* **Entries**
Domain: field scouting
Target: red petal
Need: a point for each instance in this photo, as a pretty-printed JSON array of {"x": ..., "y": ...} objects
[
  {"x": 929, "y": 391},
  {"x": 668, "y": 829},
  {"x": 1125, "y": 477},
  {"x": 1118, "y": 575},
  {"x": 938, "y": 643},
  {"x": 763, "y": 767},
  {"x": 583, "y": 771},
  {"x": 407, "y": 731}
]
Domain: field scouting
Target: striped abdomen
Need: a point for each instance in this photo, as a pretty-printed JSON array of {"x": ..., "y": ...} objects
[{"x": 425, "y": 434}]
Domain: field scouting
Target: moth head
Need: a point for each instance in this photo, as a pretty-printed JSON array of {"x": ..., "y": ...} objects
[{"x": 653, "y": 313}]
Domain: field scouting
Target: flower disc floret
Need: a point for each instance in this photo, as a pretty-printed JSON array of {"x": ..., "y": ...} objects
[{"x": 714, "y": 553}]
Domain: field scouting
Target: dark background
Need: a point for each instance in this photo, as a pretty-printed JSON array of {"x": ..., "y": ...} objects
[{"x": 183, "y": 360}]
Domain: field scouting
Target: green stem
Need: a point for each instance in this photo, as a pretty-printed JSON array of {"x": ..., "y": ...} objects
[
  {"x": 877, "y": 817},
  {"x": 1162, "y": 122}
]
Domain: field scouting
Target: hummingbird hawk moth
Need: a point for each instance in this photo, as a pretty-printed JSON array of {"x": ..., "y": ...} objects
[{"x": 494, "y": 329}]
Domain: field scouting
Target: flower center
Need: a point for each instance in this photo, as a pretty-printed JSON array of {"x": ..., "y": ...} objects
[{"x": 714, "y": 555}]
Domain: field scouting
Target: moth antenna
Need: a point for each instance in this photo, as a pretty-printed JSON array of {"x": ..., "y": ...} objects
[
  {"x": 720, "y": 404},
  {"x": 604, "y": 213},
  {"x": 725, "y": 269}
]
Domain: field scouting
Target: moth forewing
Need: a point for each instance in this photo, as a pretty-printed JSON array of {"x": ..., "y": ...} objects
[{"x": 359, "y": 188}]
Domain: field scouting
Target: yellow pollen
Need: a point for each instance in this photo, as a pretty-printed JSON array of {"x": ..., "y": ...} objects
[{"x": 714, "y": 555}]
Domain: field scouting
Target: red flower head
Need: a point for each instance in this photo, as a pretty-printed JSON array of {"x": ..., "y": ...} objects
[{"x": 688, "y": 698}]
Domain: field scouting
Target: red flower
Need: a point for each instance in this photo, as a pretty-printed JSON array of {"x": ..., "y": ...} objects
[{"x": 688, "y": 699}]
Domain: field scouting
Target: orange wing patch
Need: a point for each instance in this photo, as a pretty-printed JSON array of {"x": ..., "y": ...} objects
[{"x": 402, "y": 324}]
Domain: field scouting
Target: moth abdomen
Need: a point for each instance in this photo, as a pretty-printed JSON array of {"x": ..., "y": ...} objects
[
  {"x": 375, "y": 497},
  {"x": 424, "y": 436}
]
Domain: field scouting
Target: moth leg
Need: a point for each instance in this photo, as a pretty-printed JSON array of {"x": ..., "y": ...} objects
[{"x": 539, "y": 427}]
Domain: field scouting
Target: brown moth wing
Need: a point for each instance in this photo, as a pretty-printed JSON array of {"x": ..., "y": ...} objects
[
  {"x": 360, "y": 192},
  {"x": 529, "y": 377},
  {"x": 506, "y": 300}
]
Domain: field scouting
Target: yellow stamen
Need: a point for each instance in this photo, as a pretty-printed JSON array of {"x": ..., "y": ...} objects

* **Problem statement**
Write out every line exactly as it stands.

* **Reply to the exercise**
Domain: field scouting
Target: red petal
Need: a point for each instance in this photo, as a pretty-printed JSON array of {"x": ..., "y": ...} objects
[
  {"x": 929, "y": 391},
  {"x": 668, "y": 829},
  {"x": 1125, "y": 477},
  {"x": 1118, "y": 575},
  {"x": 938, "y": 643},
  {"x": 763, "y": 767},
  {"x": 583, "y": 771},
  {"x": 407, "y": 731}
]
Domain: field scouting
Target: striped abdomen
Need: a point for each instance in this photo, as a pretty-printed JSON array of {"x": ..., "y": ...} objects
[{"x": 425, "y": 434}]
Domain: field scouting
Target: moth head
Need: a point for each instance in this photo, as a pretty-printed JSON array of {"x": ..., "y": ...} objects
[{"x": 653, "y": 313}]
Domain: field scouting
Target: flower disc floret
Need: a point for each instance in this photo, as a pretty-printed JSON array of {"x": ..., "y": ...} objects
[{"x": 714, "y": 553}]
Domain: field scouting
Target: dark background
Need: a point for each instance in this photo, as a pretty-printed JSON array of {"x": ..., "y": ...} objects
[{"x": 183, "y": 360}]
Domain: field scouting
Target: green stem
Need: a point for each instance in this photo, as a pretty-printed JSON array of {"x": ..., "y": ...} objects
[
  {"x": 877, "y": 817},
  {"x": 1162, "y": 122}
]
Domain: field scouting
Target: hummingbird hawk moth
Need: a point for each instance in this photo, as a pretty-printed JSON array of {"x": ..., "y": ...} objects
[{"x": 494, "y": 329}]
Domain: field scouting
Target: flower center
Need: a point for each instance in this photo, as a pretty-printed JSON array of {"x": ..., "y": ...} objects
[{"x": 714, "y": 555}]
Domain: field scouting
Target: moth antenna
Need: a point for each instance in this photo, as a pretty-printed JSON array of {"x": ..., "y": ...} objects
[
  {"x": 720, "y": 404},
  {"x": 604, "y": 213},
  {"x": 725, "y": 269}
]
Domain: field scouting
Target: moth forewing
Need: a point for each instance in this photo, as a pretty-printed JSON array of {"x": ..., "y": ...} objects
[{"x": 359, "y": 188}]
Domain: field scouting
Target: yellow pollen
Need: a point for each instance in this photo, as a pretty-printed JSON array of {"x": ..., "y": ...} objects
[{"x": 714, "y": 555}]
Domain: field scouting
Target: red flower head
Need: a point for each instance in this photo, as a pretty-printed JSON array of {"x": ..., "y": ...} objects
[{"x": 688, "y": 698}]
Domain: field scouting
Target: red flower
Need: a point for each instance in this photo, as a pretty-printed JSON array of {"x": ..., "y": ...} objects
[{"x": 688, "y": 699}]
Domain: field scouting
Target: orange wing patch
Need: a point for each instance in this photo, as a pretty-printed JSON array of {"x": ..., "y": ...} objects
[{"x": 402, "y": 324}]
Domain: field scouting
Target: moth abdomen
Need: a point for each instance in this photo, as a pretty-printed JSON array of {"x": ..., "y": ...} objects
[
  {"x": 375, "y": 497},
  {"x": 424, "y": 436}
]
Domain: field scouting
Target: moth leg
Need: a point for each instance in this photo, as a pretty-printed JSON array of {"x": ..., "y": ...} objects
[{"x": 539, "y": 427}]
Domain: field scouting
Target: brown moth wing
Need: a point for each instance in this photo, as a pretty-printed JSON array of {"x": ..., "y": ...} objects
[
  {"x": 360, "y": 192},
  {"x": 529, "y": 377},
  {"x": 506, "y": 300}
]
Domain: field scouting
Target: yellow stamen
Need: a point for each instance in this photo, as a pretty-printed JSON array of {"x": ..., "y": ...} objects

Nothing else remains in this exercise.